### Excerpted passage
By keeping Assad in power, Beijing will maintain its primary access to the abundant investment opportunities central to the impending reconstruction. Through this approach and the fact that Chinese aid will not come with the political strings inevitably accompanying Western aid, China will be Damascus’ firm favourite as the leader of the reconstruction.
There is somewhat of a Catch-22 at play, however.
While China’s seat at the head of the table in the reconstruction process has been secured in no small part by its staunch noninterference policy, this strident unwillingness to get involved in the political process means the Assad regime will face little pressure to address the ongoing underlying grievances that caused the war.
Accordingly, the insecurity is likely to remain, complicating Chinese industry’s efforts to expand and settle in the country.
Currently, Beijing’s answer to this issue seems to be an increase in China’s counter-terrorism presence in Syria.
The passing of the country’s counter-terrorism law in 2015 now enables China to conduct joint counter-terrorism operations overseas, affording itself greater latitude to work around the traditional noninterference policy. This enabled Chinese special forces, the “Night Tigers,” to deploy to Tartus in late 2017 to combat the growing Uyghur militant presence in Syria.
While this is indicative of China’s moves to somewhat increase its military relationship with Syria, largely in the forms of arms sales and training collaboration, the extent to which this will mitigate much of the lingering insecurity is debatable at best.
Looking Ahead: Chinese Public-Private Led Development & Sino-Iranian Collaboration?
Notwithstanding Russian designs, Iran is currently the other major player besides China bidding to consolidate a large commercial stake in Syria’s reconstruction.
Alongside China, Iran is the other key supplier of the Syrian automobile market. Additionally, on top of being granted Syrian agricultural land, Iranian entities have secured an MOU to run a Syrian mobile phone operator as well as a key role in one of Syria’s leading phosphate mines.
However, because the Iranian push to consolidate this commercial presence is being led by the Iranian Revolutionary Guards Corps (IRGC), this has led to much of Iranian private industry balking at involvement. The funding shortfall this has generated for Iran’s commercial push into Syria means the IRGC network may be forced to look for business partners.
China will loom as a leading candidate here.
A salient dynamic to consider going forward is the likely public-private-partnership (PPP) centred approach of China in the reconstruction effort. With the United States and Europe set to play no role in the rebuilding process, the estimated $400 billion reconstruction cost is being left to Russia, Iran, and China. As the Russian and Iranian economies are both staggering from sanctions, China is the only power in a position to lead the effort.
However, this price tag is too large for any one state, even China, to meet on its own. Accordingly, PPPs are looming as the vehicle through which China will engage in the rebuild.
While a tight public-private sector relationship has always been the dominant characteristic of the Chinese state-directed economy, this relationship is reportedly tightening, as Zhongnanhai is looking to increase its presence in China’s largest private firms.
Therefore it seems likely that Beijing will increasingly look to and leverage its private industrial champions to pursue China’s overseas development goals.
The recent establishment of the China International Development Cooperation Agency points to an increasingly coordinated and streamlined approach driving China’s commercialised overseas development focus, with PPPs a prime potential vector within this.
The reconstruction of Syria with many Chinese SOEs having already laid foundations, ready to be augmented by the private sector may be a key setting in which we see this growing dynamic come to the fore.

### Excerpted records
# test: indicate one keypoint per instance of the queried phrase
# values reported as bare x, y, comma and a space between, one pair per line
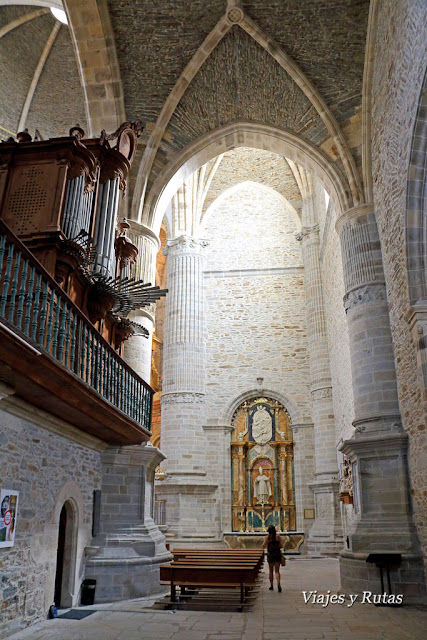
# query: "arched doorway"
262, 467
65, 556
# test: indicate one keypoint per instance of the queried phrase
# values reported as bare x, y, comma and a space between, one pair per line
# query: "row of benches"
195, 569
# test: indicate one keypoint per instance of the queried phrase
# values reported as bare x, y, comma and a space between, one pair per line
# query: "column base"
325, 536
192, 509
125, 563
381, 494
363, 578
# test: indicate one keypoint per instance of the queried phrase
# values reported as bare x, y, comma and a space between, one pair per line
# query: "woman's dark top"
273, 551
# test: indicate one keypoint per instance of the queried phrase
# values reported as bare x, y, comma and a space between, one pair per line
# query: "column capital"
362, 210
308, 233
185, 244
144, 231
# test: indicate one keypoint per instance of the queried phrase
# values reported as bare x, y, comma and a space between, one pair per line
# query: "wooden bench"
202, 568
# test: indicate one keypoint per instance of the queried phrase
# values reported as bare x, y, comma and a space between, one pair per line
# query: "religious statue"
262, 487
262, 426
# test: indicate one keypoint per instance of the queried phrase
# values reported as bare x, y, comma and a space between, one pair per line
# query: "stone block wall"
400, 63
256, 324
338, 340
46, 469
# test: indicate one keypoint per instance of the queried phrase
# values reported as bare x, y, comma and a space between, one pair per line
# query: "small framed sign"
8, 516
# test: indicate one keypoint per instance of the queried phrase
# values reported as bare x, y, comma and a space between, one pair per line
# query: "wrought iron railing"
34, 305
160, 512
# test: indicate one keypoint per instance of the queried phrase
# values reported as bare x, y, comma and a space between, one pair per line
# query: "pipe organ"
61, 198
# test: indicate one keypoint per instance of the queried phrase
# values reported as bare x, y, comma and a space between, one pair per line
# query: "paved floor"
276, 616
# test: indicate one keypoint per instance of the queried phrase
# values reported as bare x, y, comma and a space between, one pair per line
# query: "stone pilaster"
378, 448
137, 350
191, 509
326, 533
128, 548
302, 434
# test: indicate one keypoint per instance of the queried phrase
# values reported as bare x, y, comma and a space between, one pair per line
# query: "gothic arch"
286, 401
71, 498
416, 207
242, 134
228, 192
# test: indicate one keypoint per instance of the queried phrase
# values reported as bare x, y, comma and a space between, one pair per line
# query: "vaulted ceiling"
187, 69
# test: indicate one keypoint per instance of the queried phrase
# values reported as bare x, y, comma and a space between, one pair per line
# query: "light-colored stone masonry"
255, 325
400, 62
46, 469
337, 329
255, 318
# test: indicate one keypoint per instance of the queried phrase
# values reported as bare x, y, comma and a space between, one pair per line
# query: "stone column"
190, 511
378, 449
326, 533
128, 547
137, 350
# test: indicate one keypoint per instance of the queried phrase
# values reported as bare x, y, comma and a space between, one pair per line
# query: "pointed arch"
236, 187
243, 134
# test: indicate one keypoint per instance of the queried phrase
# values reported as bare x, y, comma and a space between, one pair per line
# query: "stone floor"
276, 616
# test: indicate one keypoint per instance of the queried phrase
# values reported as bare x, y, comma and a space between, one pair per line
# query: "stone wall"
46, 469
339, 350
400, 61
256, 324
255, 300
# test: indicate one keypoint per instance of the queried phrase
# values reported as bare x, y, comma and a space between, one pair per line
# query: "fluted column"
378, 449
326, 533
137, 350
189, 510
183, 441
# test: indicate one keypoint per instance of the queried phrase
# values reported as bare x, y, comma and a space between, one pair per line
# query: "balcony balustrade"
38, 312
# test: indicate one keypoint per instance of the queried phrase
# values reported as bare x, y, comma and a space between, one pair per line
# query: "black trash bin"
88, 592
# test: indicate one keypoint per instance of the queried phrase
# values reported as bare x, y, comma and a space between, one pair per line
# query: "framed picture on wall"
8, 516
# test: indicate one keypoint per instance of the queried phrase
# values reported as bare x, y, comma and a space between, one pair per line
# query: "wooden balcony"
55, 359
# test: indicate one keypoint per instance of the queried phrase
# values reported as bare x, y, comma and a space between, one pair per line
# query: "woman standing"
273, 543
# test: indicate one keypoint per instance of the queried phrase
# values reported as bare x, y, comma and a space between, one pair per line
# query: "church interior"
213, 292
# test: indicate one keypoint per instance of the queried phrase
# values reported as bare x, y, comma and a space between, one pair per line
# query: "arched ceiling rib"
310, 67
243, 164
40, 86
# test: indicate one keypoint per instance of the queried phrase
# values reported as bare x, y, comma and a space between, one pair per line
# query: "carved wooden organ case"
61, 197
262, 467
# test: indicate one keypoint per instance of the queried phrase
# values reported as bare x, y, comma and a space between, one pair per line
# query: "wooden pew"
222, 568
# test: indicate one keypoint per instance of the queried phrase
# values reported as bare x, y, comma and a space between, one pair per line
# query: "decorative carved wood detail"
262, 439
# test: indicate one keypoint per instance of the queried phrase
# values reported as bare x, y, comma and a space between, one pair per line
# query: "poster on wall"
8, 516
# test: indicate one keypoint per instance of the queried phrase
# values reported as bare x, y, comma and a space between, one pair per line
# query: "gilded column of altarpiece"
262, 467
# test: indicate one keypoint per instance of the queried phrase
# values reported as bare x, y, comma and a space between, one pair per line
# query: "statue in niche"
262, 426
262, 488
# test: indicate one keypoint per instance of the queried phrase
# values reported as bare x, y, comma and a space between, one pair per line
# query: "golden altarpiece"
262, 467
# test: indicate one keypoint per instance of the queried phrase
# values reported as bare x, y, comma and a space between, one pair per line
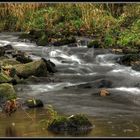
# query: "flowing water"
81, 72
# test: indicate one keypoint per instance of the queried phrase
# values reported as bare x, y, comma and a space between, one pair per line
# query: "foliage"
113, 24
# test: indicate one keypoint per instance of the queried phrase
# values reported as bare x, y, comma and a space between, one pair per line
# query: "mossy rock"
77, 122
93, 43
42, 40
60, 123
65, 41
5, 62
24, 36
38, 36
128, 59
7, 91
35, 68
4, 78
33, 103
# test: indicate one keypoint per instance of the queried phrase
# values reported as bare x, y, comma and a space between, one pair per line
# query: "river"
81, 72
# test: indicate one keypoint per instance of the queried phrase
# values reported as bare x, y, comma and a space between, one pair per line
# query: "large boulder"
36, 68
7, 91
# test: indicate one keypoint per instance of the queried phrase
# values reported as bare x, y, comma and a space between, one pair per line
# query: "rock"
136, 65
4, 78
33, 103
38, 36
35, 68
42, 40
77, 122
9, 70
12, 61
50, 66
65, 41
129, 59
93, 43
105, 83
104, 92
117, 51
130, 50
6, 48
35, 80
59, 124
21, 57
7, 91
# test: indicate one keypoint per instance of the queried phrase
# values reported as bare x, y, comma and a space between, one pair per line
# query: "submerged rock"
77, 122
7, 91
33, 103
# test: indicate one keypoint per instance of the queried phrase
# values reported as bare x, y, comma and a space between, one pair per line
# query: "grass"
114, 24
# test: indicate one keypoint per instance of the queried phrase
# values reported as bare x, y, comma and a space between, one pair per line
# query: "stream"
82, 72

### Exercises to complete
[1] Reproduce the passage on China's role in rebuilding Syria word for word from "While a tight" to "overseas development goals.".
[2] In the passage on China's role in rebuilding Syria, what is the estimated cost of the reconstruction?

### Solutions per task
[1]
While a tight public-private sector relationship has always been the dominant characteristic of the Chinese state-directed economy, this relationship is reportedly tightening, as Zhongnanhai is looking to increase its presence in China’s largest private firms.
Therefore it seems likely that Beijing will increasingly look to and leverage its private industrial champions to pursue China’s overseas development goals.

[2] An estimated $400 billion.